Locate every line in the records that contains the word "mailbox" and copy each one. Match case exactly.

-- start of SUPPLIED RECORDS --

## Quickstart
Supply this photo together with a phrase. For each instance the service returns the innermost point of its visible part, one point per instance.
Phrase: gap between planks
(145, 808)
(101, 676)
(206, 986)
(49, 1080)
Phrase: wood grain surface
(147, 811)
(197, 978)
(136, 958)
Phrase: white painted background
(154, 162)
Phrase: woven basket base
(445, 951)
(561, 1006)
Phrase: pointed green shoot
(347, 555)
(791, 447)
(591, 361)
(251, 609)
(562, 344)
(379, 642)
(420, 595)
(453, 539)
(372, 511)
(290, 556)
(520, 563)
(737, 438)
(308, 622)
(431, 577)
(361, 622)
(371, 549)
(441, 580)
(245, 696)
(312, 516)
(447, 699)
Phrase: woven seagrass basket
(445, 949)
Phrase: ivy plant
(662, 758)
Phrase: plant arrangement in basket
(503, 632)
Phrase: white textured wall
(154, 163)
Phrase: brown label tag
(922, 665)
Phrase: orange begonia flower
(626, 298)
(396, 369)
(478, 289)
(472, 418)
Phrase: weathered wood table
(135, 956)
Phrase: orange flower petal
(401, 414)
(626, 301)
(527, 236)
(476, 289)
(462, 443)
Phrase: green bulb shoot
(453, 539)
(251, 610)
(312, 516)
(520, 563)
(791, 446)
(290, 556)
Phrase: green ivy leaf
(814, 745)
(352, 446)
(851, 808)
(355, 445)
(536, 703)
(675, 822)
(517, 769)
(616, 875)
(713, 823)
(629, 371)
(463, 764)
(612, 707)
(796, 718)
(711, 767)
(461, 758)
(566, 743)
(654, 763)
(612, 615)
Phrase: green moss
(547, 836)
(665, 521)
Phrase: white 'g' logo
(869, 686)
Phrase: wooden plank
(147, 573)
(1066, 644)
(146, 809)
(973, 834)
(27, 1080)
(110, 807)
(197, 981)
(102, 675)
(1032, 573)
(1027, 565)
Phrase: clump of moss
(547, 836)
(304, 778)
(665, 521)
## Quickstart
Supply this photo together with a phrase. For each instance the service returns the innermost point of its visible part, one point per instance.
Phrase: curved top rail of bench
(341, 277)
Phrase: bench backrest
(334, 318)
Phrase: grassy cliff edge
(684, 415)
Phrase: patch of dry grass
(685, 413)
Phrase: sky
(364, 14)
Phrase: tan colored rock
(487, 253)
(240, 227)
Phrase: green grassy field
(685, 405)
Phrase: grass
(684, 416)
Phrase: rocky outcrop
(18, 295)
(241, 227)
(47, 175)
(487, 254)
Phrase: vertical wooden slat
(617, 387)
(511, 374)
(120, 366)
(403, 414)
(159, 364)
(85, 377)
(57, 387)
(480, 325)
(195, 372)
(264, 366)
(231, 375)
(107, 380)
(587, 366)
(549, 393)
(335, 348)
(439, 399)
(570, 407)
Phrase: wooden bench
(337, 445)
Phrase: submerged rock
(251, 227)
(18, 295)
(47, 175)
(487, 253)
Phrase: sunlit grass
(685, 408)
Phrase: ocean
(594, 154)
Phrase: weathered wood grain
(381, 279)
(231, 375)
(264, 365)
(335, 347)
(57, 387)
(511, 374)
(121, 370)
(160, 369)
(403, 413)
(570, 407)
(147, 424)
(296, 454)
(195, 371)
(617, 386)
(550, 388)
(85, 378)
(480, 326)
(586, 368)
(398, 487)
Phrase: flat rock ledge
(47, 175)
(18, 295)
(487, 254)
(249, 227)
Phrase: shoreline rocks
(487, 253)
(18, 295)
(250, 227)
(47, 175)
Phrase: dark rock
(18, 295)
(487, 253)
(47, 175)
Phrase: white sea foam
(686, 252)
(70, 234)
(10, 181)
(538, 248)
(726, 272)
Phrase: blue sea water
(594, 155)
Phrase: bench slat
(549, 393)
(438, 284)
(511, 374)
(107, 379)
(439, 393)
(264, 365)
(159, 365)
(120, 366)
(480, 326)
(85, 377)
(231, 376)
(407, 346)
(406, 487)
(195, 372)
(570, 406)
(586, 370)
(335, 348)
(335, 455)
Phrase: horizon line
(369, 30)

-- end of SUPPLIED RECORDS --
-- start of SUPPLIED RECORDS --

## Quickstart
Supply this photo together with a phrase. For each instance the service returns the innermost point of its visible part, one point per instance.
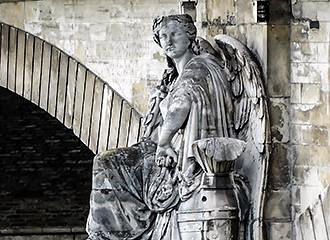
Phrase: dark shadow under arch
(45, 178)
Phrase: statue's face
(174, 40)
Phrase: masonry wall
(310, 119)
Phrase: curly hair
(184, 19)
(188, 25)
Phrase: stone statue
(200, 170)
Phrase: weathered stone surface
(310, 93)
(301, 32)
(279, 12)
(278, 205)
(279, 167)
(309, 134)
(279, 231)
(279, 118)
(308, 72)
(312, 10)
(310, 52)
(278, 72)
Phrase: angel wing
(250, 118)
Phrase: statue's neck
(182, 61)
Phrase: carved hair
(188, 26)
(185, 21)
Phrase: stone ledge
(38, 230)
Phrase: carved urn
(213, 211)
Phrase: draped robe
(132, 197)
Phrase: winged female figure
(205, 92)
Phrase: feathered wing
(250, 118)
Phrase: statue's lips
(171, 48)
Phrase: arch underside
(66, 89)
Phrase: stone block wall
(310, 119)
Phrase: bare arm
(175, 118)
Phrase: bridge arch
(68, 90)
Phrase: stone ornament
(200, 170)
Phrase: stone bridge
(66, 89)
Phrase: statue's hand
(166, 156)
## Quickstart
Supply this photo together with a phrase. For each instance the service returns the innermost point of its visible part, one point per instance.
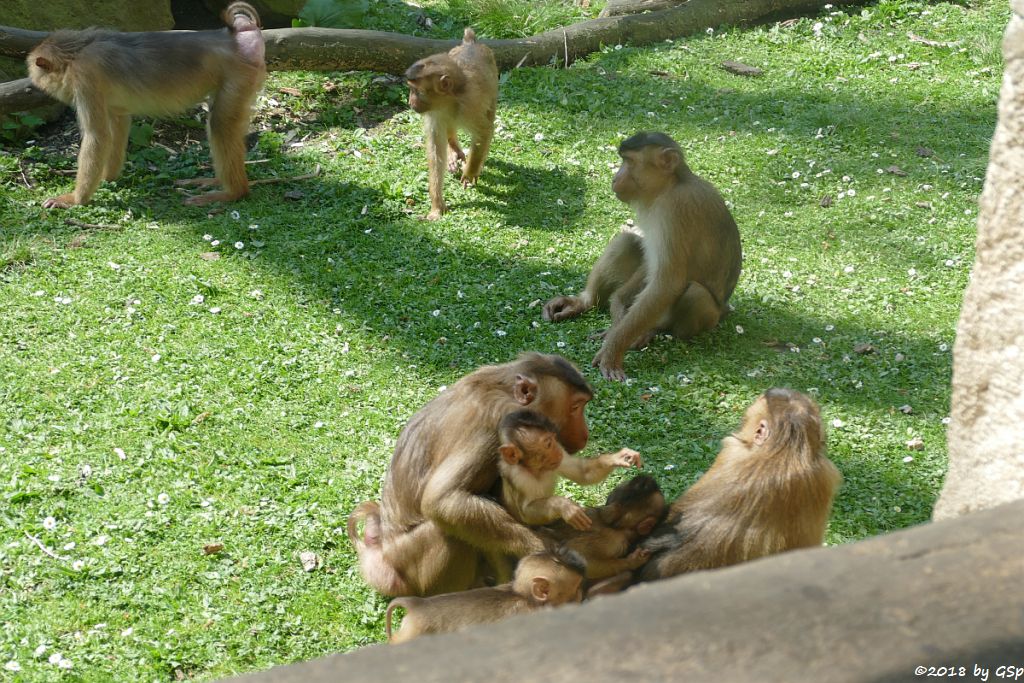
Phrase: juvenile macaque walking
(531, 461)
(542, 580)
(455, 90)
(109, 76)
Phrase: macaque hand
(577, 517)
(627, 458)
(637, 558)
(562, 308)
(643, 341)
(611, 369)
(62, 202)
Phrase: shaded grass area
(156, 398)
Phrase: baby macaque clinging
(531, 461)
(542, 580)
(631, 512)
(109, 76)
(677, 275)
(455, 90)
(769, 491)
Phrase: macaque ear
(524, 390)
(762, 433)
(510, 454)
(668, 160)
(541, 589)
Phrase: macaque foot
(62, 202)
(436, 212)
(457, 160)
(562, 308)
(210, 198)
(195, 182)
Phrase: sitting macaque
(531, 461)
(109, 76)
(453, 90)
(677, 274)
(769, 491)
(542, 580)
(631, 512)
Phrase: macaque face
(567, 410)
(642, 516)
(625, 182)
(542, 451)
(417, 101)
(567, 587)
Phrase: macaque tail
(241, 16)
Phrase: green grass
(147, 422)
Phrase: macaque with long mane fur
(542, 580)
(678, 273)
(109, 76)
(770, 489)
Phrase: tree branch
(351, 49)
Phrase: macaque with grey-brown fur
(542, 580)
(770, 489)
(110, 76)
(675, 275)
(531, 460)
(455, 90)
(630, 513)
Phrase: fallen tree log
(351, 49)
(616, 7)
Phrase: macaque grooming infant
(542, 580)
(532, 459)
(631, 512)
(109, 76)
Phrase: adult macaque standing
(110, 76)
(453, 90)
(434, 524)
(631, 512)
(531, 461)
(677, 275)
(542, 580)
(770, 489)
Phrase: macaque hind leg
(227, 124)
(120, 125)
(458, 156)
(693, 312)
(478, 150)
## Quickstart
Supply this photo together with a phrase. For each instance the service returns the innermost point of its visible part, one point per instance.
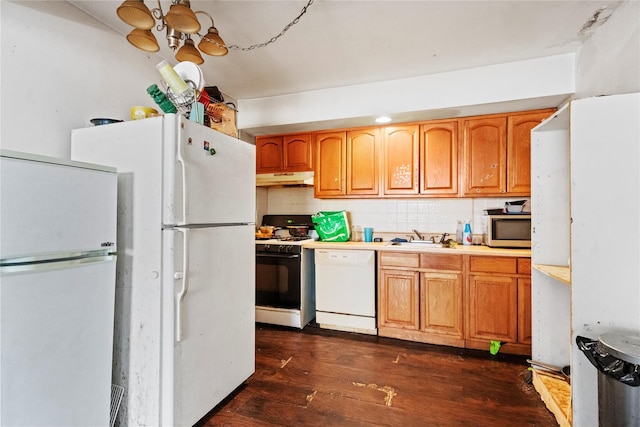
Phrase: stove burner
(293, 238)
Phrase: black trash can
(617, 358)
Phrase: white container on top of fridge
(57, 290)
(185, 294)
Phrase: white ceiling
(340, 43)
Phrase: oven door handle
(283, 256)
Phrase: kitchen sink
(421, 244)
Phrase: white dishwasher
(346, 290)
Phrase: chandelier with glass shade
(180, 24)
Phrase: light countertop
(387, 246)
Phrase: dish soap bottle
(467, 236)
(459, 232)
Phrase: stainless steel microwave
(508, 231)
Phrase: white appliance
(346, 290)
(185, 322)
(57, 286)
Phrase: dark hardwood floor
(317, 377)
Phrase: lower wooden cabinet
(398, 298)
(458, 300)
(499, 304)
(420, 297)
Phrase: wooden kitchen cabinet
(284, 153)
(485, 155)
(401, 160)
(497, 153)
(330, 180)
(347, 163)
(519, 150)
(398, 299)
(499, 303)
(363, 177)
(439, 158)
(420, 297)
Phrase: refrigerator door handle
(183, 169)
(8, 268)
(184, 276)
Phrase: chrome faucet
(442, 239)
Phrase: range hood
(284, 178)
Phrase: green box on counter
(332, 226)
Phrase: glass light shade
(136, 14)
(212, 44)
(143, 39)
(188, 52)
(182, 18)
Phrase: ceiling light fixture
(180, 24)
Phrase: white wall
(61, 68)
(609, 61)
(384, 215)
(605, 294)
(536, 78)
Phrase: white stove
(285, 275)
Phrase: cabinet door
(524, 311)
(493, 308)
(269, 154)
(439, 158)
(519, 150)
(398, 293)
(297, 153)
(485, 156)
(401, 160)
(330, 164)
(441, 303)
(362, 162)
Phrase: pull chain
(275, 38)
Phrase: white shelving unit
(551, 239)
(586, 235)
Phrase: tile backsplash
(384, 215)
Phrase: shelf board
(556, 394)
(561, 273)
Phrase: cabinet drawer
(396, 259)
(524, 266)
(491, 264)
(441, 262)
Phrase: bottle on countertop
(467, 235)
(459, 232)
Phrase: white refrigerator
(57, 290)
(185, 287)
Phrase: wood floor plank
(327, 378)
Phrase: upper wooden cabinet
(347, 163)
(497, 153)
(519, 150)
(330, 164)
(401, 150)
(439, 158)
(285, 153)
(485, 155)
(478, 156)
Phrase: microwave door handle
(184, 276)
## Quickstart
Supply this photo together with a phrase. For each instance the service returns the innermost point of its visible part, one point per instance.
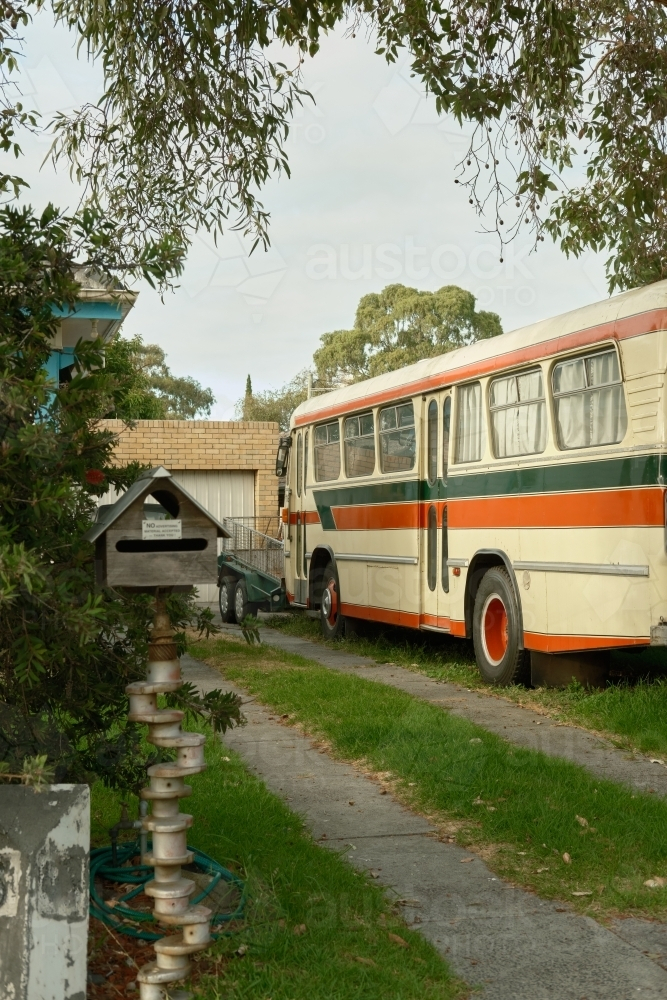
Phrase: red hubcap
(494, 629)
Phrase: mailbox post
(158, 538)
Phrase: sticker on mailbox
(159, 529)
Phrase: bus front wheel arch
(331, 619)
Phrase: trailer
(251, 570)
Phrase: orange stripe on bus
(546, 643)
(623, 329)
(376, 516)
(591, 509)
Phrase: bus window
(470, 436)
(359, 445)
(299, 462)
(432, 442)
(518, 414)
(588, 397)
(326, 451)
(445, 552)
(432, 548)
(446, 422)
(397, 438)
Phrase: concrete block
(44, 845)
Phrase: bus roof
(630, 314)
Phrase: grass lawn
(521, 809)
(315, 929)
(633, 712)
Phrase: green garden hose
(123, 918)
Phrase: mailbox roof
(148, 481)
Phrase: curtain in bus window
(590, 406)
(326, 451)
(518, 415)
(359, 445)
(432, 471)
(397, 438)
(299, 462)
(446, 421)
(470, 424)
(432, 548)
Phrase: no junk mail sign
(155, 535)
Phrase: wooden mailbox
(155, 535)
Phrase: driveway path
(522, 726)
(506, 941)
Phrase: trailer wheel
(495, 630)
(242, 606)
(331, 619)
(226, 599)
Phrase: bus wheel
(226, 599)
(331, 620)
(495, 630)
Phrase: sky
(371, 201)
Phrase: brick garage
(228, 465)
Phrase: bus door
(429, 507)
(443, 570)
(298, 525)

-- end of SUPPLIED RECORDS --

- **OUTPUT BELOW**
Phrase: mailbox post
Phrase: sticker on mailbox
Phrase: mailbox roof
Phrase: wooden mailbox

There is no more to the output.